Stated task:
Copy out the lines of the entries below word for word, starting at the line that contains "Where can you find the beetle leg?" and ending at the line that contains "<point>136,155</point>", with both of those lines included.
- - - - - - -
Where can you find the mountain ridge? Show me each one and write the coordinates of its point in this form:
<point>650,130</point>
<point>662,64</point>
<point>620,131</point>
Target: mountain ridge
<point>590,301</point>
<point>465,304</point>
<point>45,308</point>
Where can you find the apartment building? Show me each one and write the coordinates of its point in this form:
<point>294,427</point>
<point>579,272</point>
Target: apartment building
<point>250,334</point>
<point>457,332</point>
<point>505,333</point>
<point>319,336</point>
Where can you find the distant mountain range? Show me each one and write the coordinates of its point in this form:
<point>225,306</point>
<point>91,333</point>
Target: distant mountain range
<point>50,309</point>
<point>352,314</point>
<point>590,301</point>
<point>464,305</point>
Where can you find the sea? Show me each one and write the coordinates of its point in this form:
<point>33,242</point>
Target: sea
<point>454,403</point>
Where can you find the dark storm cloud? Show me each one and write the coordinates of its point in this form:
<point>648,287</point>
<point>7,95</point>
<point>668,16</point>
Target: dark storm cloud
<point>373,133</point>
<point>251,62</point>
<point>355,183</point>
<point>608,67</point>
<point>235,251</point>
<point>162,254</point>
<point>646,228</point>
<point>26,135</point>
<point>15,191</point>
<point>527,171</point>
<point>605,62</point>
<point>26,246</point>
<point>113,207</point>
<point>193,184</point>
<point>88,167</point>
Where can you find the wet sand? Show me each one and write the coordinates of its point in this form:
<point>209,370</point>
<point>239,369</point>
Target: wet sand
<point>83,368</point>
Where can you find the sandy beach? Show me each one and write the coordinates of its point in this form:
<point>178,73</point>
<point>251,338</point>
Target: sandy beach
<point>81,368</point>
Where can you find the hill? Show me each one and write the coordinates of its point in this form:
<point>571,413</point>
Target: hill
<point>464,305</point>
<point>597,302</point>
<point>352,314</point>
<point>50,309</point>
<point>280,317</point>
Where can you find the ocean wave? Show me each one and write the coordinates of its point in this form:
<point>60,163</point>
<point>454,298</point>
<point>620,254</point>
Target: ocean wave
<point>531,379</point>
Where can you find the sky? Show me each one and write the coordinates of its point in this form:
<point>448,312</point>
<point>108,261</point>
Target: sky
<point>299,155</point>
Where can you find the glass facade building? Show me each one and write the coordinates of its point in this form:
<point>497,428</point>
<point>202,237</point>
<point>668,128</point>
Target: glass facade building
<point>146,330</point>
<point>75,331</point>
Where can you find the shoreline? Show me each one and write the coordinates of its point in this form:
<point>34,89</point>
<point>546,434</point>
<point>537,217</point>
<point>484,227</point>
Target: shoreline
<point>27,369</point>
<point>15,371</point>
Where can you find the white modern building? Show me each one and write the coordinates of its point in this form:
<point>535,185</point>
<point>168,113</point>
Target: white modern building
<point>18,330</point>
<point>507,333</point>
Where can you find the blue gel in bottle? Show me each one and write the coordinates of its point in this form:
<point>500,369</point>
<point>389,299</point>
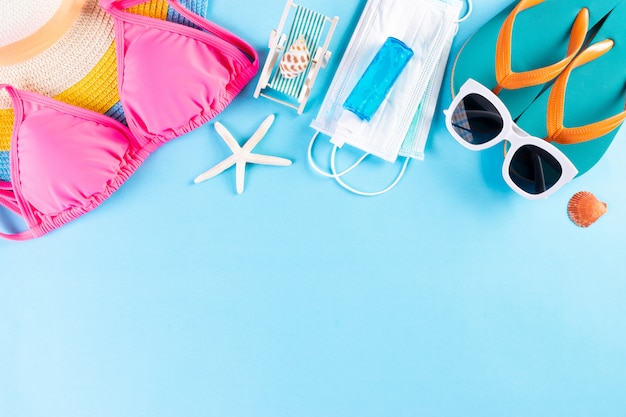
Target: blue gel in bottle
<point>380,75</point>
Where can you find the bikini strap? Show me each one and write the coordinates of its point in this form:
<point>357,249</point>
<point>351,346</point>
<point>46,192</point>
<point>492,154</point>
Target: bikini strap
<point>7,196</point>
<point>116,7</point>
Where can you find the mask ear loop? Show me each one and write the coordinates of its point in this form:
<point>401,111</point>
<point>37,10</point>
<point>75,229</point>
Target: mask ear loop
<point>363,193</point>
<point>337,176</point>
<point>470,8</point>
<point>326,174</point>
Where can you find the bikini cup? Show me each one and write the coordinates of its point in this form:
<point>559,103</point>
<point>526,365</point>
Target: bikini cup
<point>173,78</point>
<point>65,161</point>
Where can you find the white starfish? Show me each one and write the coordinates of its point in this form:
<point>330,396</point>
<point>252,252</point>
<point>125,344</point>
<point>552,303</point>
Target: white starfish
<point>242,154</point>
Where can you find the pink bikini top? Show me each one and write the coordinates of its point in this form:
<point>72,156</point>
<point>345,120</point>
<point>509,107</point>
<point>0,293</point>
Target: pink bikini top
<point>65,160</point>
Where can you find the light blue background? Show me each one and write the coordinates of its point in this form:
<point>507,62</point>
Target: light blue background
<point>448,296</point>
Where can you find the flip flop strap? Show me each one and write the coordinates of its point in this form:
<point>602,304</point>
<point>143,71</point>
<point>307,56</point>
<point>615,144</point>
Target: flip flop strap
<point>510,80</point>
<point>557,132</point>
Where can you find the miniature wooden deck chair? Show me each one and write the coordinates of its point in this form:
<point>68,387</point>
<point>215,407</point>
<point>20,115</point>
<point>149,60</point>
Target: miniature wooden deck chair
<point>294,92</point>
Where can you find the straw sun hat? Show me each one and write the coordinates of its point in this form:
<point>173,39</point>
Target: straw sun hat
<point>64,49</point>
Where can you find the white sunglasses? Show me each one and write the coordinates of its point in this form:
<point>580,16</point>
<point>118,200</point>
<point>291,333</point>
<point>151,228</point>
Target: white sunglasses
<point>532,167</point>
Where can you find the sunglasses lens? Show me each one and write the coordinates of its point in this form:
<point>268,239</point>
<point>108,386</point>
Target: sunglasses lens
<point>534,170</point>
<point>476,120</point>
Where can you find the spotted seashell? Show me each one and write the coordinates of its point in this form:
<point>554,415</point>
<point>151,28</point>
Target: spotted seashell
<point>584,208</point>
<point>295,60</point>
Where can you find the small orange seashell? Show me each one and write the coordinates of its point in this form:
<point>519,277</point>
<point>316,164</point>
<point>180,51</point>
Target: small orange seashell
<point>295,60</point>
<point>584,208</point>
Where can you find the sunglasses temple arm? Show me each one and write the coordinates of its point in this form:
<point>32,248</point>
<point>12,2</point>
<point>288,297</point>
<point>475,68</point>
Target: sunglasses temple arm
<point>540,179</point>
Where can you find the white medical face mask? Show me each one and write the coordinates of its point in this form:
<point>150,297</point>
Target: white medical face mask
<point>401,124</point>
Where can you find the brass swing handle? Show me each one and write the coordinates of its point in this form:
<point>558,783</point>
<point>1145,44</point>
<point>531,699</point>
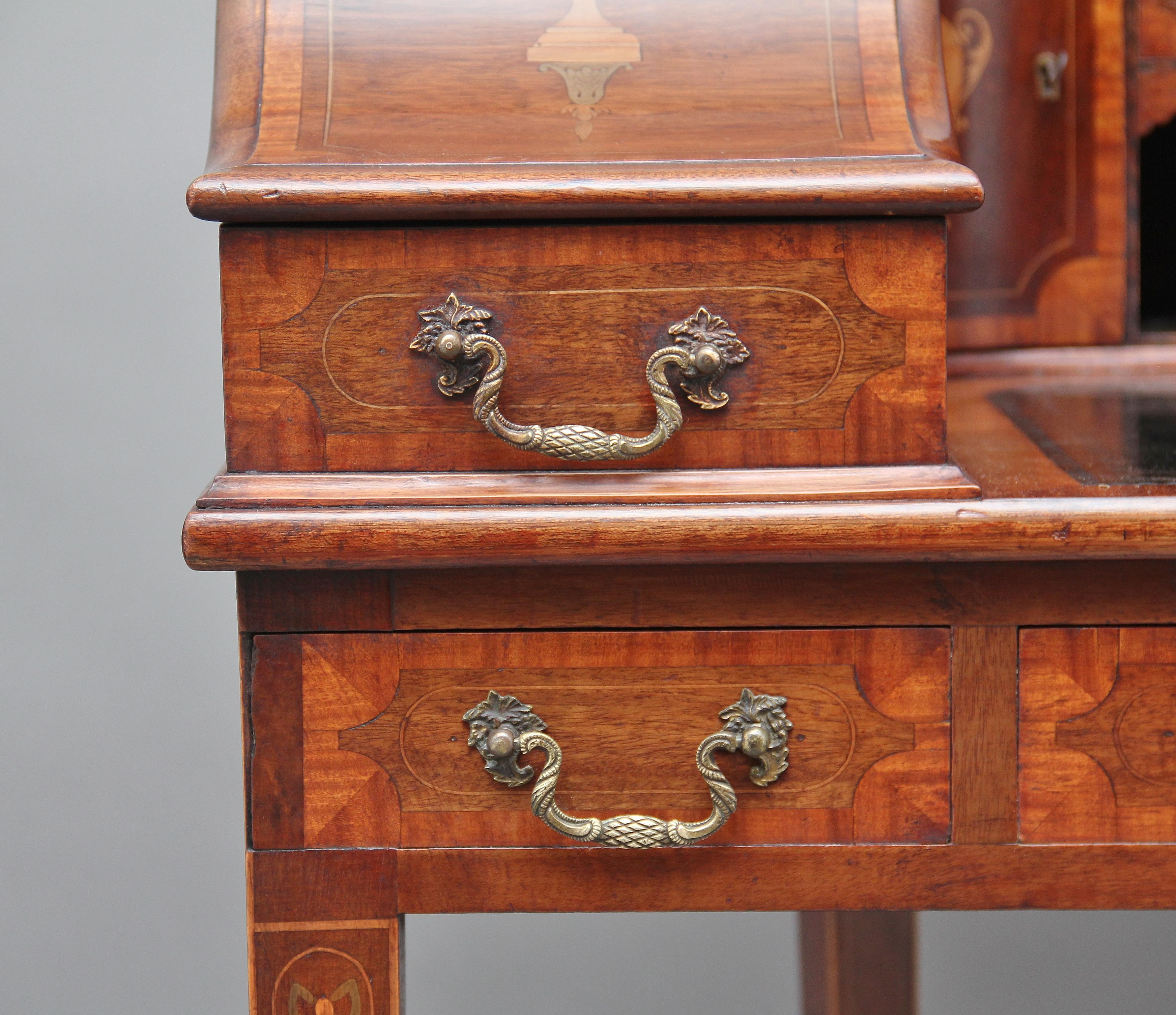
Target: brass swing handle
<point>456,334</point>
<point>503,729</point>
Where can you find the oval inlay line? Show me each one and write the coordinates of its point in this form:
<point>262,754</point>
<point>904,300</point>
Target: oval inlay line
<point>597,689</point>
<point>792,404</point>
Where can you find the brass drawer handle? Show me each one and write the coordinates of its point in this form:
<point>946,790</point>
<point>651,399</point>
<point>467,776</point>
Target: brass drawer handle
<point>456,334</point>
<point>503,729</point>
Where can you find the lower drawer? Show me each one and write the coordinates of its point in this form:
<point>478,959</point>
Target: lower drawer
<point>359,739</point>
<point>1098,753</point>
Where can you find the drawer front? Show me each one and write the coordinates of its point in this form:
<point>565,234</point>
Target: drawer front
<point>845,324</point>
<point>1098,757</point>
<point>359,739</point>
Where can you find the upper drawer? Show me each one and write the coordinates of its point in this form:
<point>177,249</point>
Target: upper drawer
<point>842,324</point>
<point>360,740</point>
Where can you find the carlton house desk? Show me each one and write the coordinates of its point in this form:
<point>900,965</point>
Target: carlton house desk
<point>721,463</point>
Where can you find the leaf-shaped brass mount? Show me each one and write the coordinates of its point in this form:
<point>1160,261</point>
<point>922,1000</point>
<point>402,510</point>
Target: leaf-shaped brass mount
<point>503,729</point>
<point>456,336</point>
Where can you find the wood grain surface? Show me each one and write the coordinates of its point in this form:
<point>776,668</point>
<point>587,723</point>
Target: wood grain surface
<point>870,752</point>
<point>979,594</point>
<point>1045,262</point>
<point>985,734</point>
<point>1156,65</point>
<point>312,601</point>
<point>1099,735</point>
<point>846,366</point>
<point>381,884</point>
<point>446,111</point>
<point>858,964</point>
<point>679,486</point>
<point>363,539</point>
<point>237,89</point>
<point>788,878</point>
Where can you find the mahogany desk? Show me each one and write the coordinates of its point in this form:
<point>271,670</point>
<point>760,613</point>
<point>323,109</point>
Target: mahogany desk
<point>608,536</point>
<point>1034,763</point>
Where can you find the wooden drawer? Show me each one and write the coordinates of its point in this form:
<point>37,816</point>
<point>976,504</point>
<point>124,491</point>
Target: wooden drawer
<point>359,741</point>
<point>1098,754</point>
<point>845,323</point>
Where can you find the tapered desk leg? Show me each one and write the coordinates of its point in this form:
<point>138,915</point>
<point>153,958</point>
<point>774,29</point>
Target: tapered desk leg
<point>858,964</point>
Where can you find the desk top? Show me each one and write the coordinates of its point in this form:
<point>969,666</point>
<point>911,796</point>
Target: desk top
<point>366,110</point>
<point>1072,452</point>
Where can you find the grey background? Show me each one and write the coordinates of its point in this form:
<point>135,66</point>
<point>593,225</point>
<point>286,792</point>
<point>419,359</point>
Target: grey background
<point>121,884</point>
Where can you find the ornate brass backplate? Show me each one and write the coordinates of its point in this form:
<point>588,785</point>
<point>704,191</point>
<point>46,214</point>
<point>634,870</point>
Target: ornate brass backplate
<point>501,729</point>
<point>704,347</point>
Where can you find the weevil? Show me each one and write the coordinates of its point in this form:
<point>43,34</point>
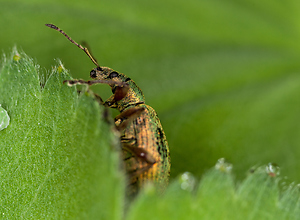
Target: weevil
<point>144,144</point>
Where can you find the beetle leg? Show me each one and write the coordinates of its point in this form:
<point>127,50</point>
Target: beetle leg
<point>136,155</point>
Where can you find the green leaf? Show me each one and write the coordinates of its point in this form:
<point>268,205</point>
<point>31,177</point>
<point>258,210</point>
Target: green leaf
<point>58,160</point>
<point>219,197</point>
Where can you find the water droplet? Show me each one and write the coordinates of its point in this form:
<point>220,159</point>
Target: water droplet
<point>273,169</point>
<point>4,118</point>
<point>223,166</point>
<point>187,181</point>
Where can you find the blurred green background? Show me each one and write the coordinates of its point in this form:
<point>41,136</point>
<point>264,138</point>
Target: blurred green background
<point>223,75</point>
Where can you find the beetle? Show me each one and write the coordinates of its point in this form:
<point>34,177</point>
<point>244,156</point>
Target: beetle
<point>144,144</point>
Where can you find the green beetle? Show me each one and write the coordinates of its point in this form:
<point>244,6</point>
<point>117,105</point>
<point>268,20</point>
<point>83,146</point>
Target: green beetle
<point>144,144</point>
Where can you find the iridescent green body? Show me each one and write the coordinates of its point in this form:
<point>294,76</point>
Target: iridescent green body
<point>144,131</point>
<point>145,147</point>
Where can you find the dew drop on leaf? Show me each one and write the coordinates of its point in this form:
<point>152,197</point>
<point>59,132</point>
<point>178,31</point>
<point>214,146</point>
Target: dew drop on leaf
<point>4,118</point>
<point>223,166</point>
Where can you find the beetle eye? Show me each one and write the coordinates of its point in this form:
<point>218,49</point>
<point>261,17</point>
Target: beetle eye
<point>113,75</point>
<point>93,74</point>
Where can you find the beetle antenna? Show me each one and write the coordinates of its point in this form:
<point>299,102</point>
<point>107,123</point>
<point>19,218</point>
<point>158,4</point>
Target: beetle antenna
<point>78,45</point>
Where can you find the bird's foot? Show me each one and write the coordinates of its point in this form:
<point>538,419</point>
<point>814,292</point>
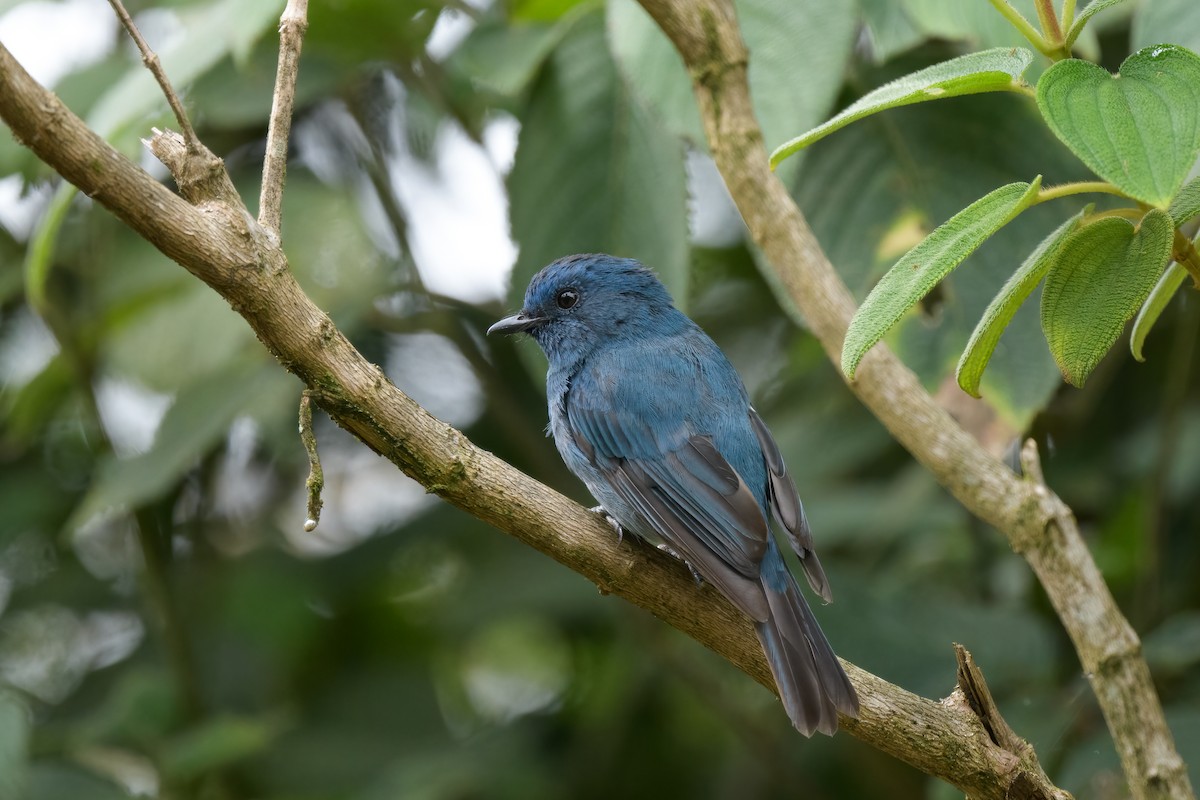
- - - - - - -
Correct response:
Where can you find the beetle leg? Show me each one and write the coordinates of its point in this form:
<point>127,50</point>
Target: beetle leg
<point>136,155</point>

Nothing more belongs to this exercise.